[Begin DATA FOR THE TASK]

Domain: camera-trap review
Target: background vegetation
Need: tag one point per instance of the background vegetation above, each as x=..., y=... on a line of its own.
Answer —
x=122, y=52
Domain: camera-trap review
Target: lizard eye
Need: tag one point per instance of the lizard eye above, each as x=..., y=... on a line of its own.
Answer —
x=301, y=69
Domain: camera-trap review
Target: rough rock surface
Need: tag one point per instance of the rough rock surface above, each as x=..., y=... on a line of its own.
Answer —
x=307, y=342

[End DATA FOR THE TASK]
[Begin DATA FOR THE TASK]

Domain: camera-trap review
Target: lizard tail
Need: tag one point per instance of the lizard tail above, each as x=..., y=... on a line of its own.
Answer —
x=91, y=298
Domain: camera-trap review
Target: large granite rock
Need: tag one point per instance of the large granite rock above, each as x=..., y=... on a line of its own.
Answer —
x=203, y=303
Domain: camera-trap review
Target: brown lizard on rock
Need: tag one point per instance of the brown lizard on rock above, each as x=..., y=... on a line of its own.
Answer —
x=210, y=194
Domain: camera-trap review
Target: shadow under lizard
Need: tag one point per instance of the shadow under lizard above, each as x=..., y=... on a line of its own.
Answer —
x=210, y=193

[End DATA FOR THE TASK]
[Begin DATA FOR THE TASK]

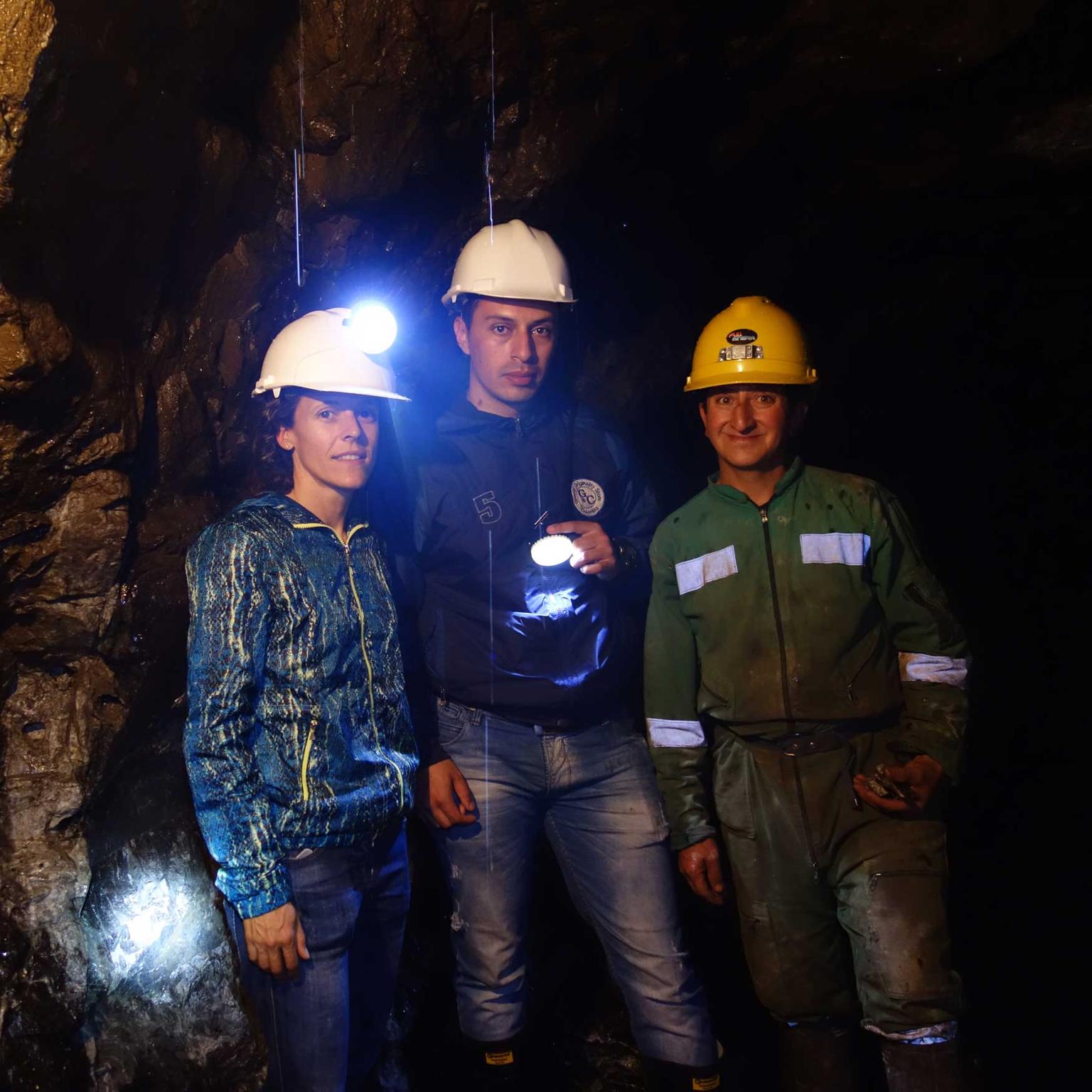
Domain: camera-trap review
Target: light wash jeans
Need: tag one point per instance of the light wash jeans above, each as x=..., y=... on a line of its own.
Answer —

[End DATA FOR THE TASK]

# [WHAT TO PRODUCE]
Copy every line of the records above that contains the string "background". Keep the original order.

# [EXPECTED ANSWER]
Target: background vegetation
Need: tag one point per instance of the background vegetation above, each as x=..., y=... on a line of its own.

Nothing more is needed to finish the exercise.